_PROMPT_.
Copy every line of the listing below word for word, leaving nothing out and changing nothing.

_DATA TO PROCESS_.

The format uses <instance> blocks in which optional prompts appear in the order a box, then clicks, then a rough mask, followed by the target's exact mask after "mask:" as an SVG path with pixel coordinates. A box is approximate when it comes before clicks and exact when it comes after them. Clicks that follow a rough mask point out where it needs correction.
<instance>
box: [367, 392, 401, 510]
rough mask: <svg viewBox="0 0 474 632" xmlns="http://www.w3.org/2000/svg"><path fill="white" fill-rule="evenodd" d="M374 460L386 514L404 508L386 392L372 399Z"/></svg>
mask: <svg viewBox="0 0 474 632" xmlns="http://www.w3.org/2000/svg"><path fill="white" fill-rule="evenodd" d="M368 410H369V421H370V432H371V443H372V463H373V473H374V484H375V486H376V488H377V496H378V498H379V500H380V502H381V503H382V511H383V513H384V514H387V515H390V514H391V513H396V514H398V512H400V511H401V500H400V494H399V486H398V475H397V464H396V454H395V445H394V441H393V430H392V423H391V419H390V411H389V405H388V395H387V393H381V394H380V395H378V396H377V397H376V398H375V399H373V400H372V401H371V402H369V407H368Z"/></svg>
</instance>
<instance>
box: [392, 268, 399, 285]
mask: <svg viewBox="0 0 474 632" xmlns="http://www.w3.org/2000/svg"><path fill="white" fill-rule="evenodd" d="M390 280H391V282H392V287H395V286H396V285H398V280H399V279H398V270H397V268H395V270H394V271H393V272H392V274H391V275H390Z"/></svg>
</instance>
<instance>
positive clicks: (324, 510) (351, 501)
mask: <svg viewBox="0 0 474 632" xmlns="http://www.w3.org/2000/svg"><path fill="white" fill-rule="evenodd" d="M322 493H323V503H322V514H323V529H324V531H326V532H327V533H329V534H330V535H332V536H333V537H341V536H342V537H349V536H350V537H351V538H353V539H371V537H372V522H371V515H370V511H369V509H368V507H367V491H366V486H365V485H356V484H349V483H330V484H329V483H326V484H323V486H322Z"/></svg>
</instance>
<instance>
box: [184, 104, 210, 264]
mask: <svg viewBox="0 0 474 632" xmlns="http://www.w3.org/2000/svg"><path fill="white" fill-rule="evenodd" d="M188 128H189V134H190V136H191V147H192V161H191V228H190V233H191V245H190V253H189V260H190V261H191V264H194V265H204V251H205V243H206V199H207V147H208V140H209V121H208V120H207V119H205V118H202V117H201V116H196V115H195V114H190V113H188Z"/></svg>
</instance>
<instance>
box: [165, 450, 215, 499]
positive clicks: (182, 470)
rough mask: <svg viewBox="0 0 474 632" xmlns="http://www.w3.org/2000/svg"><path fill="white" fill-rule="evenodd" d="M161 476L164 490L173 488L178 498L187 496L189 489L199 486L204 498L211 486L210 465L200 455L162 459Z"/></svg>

_ANSWER SPACE_.
The format uses <instance> blocks in which optional prompts appear in the order a box, then clicks, then a rough mask, followed by the target's exact mask after "mask:" as an SVG path with pixel coordinates. A box is approximate when it comes before clicks and exact when it comes after them. Clicks that follow a rough mask point out where it needs correction.
<instance>
box: [367, 392, 401, 510]
rough mask: <svg viewBox="0 0 474 632" xmlns="http://www.w3.org/2000/svg"><path fill="white" fill-rule="evenodd" d="M374 460L386 514L404 508L386 392L372 399Z"/></svg>
mask: <svg viewBox="0 0 474 632" xmlns="http://www.w3.org/2000/svg"><path fill="white" fill-rule="evenodd" d="M368 410H369V421H370V432H371V443H372V463H373V473H374V484H375V486H376V488H377V496H378V498H379V500H380V502H381V503H382V511H383V513H384V514H387V515H390V514H391V513H396V514H398V512H400V511H401V500H400V494H399V486H398V475H397V464H396V454H395V445H394V441H393V430H392V423H391V419H390V411H389V405H388V395H387V393H381V394H380V395H378V396H377V397H376V398H375V399H373V400H372V401H371V402H369V407H368Z"/></svg>
</instance>
<instance>
box: [392, 268, 399, 285]
mask: <svg viewBox="0 0 474 632" xmlns="http://www.w3.org/2000/svg"><path fill="white" fill-rule="evenodd" d="M390 280H391V282H392V287H395V286H396V285H398V280H399V279H398V270H397V268H395V270H394V271H393V272H392V274H391V275H390Z"/></svg>
</instance>
<instance>
positive clicks: (324, 510) (351, 501)
mask: <svg viewBox="0 0 474 632" xmlns="http://www.w3.org/2000/svg"><path fill="white" fill-rule="evenodd" d="M322 493H323V503H322V514H323V529H324V531H326V532H327V533H329V534H330V535H332V536H333V537H341V536H342V537H349V536H350V537H351V538H353V539H371V537H372V522H371V515H370V511H369V509H368V507H367V491H366V486H365V485H356V484H349V483H330V484H329V483H326V484H323V486H322Z"/></svg>
</instance>
<instance>
box: [184, 104, 210, 264]
mask: <svg viewBox="0 0 474 632" xmlns="http://www.w3.org/2000/svg"><path fill="white" fill-rule="evenodd" d="M188 128H189V134H190V136H191V147H192V161H191V228H190V233H191V245H190V253H189V260H190V261H191V264H194V265H204V251H205V243H206V199H207V147H208V140H209V121H208V120H207V119H205V118H202V117H201V116H196V115H195V114H190V113H188Z"/></svg>
</instance>
<instance>
box: [165, 450, 215, 499]
positive clicks: (182, 470)
rough mask: <svg viewBox="0 0 474 632" xmlns="http://www.w3.org/2000/svg"><path fill="white" fill-rule="evenodd" d="M161 476L164 490L173 488L178 498L187 496L189 489L199 486L204 498L211 486L210 465L200 455L162 459Z"/></svg>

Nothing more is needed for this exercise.